------ Data for this task ------
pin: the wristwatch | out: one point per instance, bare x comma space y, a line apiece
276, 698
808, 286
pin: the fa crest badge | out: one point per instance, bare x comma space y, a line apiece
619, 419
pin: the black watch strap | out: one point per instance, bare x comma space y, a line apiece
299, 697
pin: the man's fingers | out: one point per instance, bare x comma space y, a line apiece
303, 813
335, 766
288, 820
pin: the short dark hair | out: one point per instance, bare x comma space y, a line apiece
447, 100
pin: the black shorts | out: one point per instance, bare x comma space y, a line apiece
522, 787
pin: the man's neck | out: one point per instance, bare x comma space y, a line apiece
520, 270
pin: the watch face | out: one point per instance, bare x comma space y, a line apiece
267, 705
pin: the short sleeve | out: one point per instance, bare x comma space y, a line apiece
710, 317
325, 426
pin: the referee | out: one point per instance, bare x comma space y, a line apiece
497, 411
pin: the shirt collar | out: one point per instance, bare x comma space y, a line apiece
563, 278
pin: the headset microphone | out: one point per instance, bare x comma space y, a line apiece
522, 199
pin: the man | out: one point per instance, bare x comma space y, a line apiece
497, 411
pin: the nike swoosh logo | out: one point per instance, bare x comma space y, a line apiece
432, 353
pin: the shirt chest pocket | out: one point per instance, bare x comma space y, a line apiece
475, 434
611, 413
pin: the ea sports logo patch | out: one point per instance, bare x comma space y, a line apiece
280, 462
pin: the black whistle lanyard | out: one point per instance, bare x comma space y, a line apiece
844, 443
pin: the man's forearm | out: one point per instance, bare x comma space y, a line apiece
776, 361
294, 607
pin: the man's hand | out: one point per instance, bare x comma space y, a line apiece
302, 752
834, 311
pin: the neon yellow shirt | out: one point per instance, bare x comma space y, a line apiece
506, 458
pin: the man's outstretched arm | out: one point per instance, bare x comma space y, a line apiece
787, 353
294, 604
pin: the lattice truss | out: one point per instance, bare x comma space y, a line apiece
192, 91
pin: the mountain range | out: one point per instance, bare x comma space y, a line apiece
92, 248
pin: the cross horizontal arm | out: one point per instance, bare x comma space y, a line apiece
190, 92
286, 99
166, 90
------
▶ Goal
Copy the entries from the line with "pin: the man's outstretched" through the end of the entries, swapping "lattice truss" for "steel truss" and keeping everything else unchanged.

▶ The response
pin: the man's outstretched arm | out: one point per instance, bare x comma space y, a line apiece
787, 353
294, 604
pin: the steel truss | out: one point per instance, bare x comma space y, a line apiece
192, 91
pin: the mountain range | out: one point per instance, bare x comma space y, a line apiece
92, 248
pin: the cross horizontal arm | out: one point per instance, bare x comma space y, a line apiece
190, 92
286, 99
166, 90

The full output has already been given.